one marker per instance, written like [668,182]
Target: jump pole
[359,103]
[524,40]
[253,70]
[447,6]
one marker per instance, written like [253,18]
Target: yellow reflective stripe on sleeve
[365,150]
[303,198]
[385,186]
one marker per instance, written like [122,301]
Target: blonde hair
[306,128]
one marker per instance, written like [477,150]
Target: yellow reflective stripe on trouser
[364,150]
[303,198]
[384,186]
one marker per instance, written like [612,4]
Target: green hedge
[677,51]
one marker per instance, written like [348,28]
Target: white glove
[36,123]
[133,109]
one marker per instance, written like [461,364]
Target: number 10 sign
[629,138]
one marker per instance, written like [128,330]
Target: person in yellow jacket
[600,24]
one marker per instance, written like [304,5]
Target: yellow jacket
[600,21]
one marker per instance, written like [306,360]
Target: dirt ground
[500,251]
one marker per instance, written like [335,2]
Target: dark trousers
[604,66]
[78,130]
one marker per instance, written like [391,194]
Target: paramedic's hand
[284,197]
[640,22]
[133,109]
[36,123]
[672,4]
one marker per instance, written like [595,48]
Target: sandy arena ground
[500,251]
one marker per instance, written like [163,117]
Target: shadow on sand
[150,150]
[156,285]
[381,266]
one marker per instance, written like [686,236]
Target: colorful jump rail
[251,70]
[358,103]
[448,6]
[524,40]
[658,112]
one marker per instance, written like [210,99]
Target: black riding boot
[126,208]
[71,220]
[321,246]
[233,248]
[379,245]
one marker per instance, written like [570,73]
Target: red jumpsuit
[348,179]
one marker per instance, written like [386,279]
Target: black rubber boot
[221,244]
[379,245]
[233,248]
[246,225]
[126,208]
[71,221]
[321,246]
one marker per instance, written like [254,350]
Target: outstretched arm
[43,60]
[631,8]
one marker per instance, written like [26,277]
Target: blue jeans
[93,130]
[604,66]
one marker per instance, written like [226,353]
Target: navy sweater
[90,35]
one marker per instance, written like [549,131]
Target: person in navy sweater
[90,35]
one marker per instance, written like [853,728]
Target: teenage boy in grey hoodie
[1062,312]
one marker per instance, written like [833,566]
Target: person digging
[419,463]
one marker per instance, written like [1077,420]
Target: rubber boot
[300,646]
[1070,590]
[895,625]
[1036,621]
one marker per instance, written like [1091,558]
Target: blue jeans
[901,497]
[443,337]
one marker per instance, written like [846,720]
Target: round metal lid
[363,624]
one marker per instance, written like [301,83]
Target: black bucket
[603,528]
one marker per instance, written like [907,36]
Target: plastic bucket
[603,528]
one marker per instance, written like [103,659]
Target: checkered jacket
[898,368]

# # # #

TASK GOAL: Each entry given above is to be duplicated exactly.

EXPECTED ANSWER:
one marker per instance, written like [668,182]
Target: jump pole
[359,103]
[524,40]
[253,70]
[447,6]
one marker per instance, written like [253,18]
Target: yellow reflective stripe on sleeve
[365,150]
[303,198]
[385,186]
one marker per instance, written like [122,301]
Target: blonde hair
[306,128]
one marker per instance, written like [477,150]
Target: yellow reflective stripe on trouser
[364,150]
[303,198]
[384,186]
one marker per instance, written like [612,4]
Target: green hedge
[677,51]
one marker per instance, written like [348,28]
Target: white glove
[36,123]
[133,109]
one marker per instance, written like [461,364]
Target: number 10 sign
[629,138]
one marker per instance, written like [128,330]
Target: person in yellow jacket
[600,24]
one marker per instance, written like [304,5]
Target: yellow jacket
[600,21]
one marker per instance, written like [306,360]
Target: dirt ground
[500,251]
one marker per instance, written like [335,2]
Target: dark trousers
[604,66]
[78,130]
one marker per instance, written like [391,194]
Target: paramedic's hand
[284,197]
[640,22]
[133,109]
[36,123]
[672,4]
one marker per instance, written like [595,48]
Target: sandy arena ground
[500,251]
one marker per instance, written like [163,117]
Target: shadow on sand
[150,150]
[156,285]
[381,266]
one marker per instance, written like [686,236]
Target: colorful jump rail
[251,70]
[358,103]
[448,6]
[524,40]
[658,112]
one marker per instance, written like [210,99]
Target: black riding boot
[126,208]
[71,220]
[321,246]
[233,248]
[379,245]
one marker per instance, written like [570,73]
Target: red jumpsuit
[348,179]
one marker per instance, written like [386,279]
Target: black rubber boot
[221,244]
[379,245]
[233,248]
[246,225]
[126,208]
[71,221]
[321,246]
one marker per instance, written like [254,350]
Target: outstretched arm
[43,60]
[631,8]
one marker per instance, written like [26,277]
Target: blue jeans
[93,130]
[604,66]
one marker per instance, written like [226,353]
Target: navy sweater
[90,35]
one marker per instance, written like [549,131]
Target: person in navy sweater
[90,35]
one marker per instance, written like [853,728]
Target: teenage boy in grey hoodie
[1062,312]
one marker per instance, written like [833,566]
Target: person digging
[419,463]
one marker per instance, written like [1077,420]
Target: rubber boot
[300,646]
[1070,590]
[895,625]
[1036,621]
one marker per instance, written like [1091,558]
Target: blue jeans
[901,497]
[443,337]
one marker per instance, written like [846,720]
Target: round metal lid
[363,624]
one marker per instance, written like [301,83]
Target: black bucket
[603,528]
one marker per instance, written like [907,36]
Target: plastic bucket
[603,528]
one marker per instance, written like [103,659]
Target: checkered jacket
[898,368]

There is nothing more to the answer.